(Records from a point labeling set)
** BEGIN **

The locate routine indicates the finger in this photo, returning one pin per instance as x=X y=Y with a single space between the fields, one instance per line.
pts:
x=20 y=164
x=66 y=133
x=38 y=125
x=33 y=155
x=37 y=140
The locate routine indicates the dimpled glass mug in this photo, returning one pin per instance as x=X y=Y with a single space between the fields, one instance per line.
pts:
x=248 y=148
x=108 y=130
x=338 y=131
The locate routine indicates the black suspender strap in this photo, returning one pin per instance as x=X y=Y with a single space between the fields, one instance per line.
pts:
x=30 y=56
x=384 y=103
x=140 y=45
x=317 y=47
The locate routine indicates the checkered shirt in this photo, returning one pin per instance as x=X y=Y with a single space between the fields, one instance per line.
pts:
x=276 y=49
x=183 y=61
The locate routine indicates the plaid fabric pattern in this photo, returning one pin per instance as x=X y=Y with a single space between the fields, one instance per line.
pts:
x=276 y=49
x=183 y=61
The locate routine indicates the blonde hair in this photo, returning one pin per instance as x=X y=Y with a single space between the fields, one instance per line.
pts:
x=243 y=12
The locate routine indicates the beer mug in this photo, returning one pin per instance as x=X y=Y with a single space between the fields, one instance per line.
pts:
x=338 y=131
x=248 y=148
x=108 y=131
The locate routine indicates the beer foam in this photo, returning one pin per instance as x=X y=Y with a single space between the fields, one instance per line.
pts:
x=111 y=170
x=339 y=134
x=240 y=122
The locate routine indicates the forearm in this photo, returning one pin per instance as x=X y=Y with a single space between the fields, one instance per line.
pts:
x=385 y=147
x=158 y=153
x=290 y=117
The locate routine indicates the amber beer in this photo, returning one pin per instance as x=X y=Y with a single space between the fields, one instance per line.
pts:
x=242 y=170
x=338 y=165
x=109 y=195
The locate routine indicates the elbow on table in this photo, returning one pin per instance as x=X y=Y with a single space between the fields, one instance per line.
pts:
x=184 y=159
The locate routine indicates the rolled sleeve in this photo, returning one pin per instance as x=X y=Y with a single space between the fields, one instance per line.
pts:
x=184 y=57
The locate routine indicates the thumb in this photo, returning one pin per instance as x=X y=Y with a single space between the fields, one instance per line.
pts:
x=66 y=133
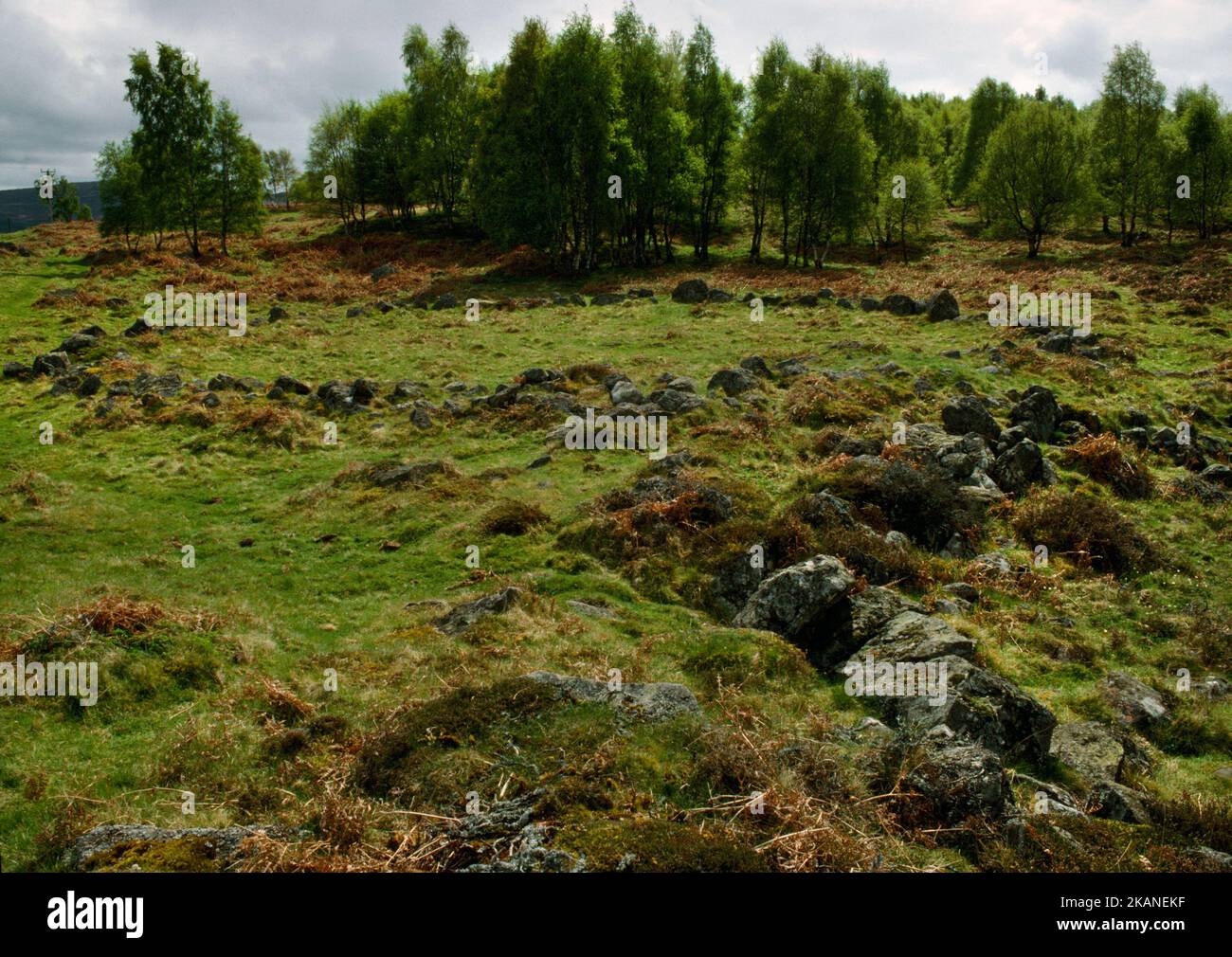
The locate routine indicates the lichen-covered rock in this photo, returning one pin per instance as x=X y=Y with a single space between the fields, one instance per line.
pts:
x=654 y=701
x=142 y=847
x=960 y=780
x=792 y=599
x=980 y=706
x=463 y=616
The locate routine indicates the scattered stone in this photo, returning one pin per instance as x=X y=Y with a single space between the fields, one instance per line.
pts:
x=591 y=611
x=732 y=381
x=467 y=613
x=1091 y=749
x=965 y=414
x=653 y=702
x=792 y=599
x=1134 y=703
x=690 y=291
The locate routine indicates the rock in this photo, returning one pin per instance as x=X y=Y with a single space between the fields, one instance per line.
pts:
x=529 y=851
x=824 y=510
x=993 y=562
x=364 y=390
x=1117 y=802
x=78 y=343
x=1134 y=703
x=899 y=304
x=1058 y=343
x=912 y=636
x=960 y=780
x=220 y=844
x=673 y=401
x=590 y=611
x=607 y=298
x=536 y=376
x=625 y=392
x=756 y=366
x=89 y=386
x=1038 y=411
x=977 y=706
x=50 y=364
x=463 y=616
x=734 y=583
x=965 y=591
x=792 y=599
x=1218 y=473
x=941 y=306
x=1019 y=468
x=690 y=291
x=1221 y=859
x=965 y=414
x=292 y=385
x=1048 y=798
x=653 y=702
x=390 y=476
x=1091 y=749
x=732 y=381
x=854 y=621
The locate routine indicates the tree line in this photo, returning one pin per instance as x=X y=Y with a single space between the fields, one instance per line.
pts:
x=189 y=167
x=625 y=147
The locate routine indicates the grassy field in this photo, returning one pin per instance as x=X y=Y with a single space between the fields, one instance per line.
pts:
x=212 y=677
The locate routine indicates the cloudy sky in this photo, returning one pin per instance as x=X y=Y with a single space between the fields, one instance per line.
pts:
x=63 y=63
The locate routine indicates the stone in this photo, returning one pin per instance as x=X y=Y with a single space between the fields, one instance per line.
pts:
x=690 y=291
x=791 y=600
x=1091 y=749
x=732 y=381
x=1117 y=802
x=941 y=306
x=463 y=616
x=652 y=702
x=965 y=414
x=1134 y=703
x=1038 y=411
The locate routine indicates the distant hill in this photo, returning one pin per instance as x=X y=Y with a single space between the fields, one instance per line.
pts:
x=23 y=208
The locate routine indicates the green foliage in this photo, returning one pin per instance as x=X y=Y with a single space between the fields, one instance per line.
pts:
x=238 y=172
x=172 y=143
x=1033 y=179
x=124 y=209
x=1126 y=135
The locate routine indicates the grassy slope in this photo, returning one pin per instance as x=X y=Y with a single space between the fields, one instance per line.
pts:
x=106 y=509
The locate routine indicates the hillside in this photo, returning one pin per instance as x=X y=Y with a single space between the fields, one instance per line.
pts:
x=331 y=641
x=23 y=208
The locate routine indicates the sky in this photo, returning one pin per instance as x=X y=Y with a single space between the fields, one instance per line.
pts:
x=63 y=63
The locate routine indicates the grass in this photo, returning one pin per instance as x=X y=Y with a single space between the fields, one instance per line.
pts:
x=292 y=582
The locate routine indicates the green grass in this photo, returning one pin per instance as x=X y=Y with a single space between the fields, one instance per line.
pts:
x=106 y=508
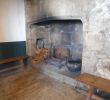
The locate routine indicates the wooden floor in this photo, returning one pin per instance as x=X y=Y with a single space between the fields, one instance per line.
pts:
x=29 y=84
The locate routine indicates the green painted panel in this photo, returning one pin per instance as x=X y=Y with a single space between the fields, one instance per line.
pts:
x=12 y=49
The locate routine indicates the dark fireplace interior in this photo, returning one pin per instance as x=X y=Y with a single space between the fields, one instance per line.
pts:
x=64 y=39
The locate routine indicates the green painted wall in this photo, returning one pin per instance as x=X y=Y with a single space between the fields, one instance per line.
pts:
x=12 y=49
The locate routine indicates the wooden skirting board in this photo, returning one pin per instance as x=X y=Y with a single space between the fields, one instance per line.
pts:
x=19 y=58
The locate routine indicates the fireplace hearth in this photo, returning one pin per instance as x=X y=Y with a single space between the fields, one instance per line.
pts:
x=63 y=38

** END **

- TASK DIRECTIONS -
Copy the records above verbatim, beginning at the line that contains "The locate routine indicates the grassy field" and stopping after the line that contains "x=212 y=677".

- SOLUTION TO THE PROBLEM -
The locate routine indicates the grassy field in this photo, returning one pin per instance as x=X y=Y with a single space between the fields, one instance per line.
pts:
x=212 y=677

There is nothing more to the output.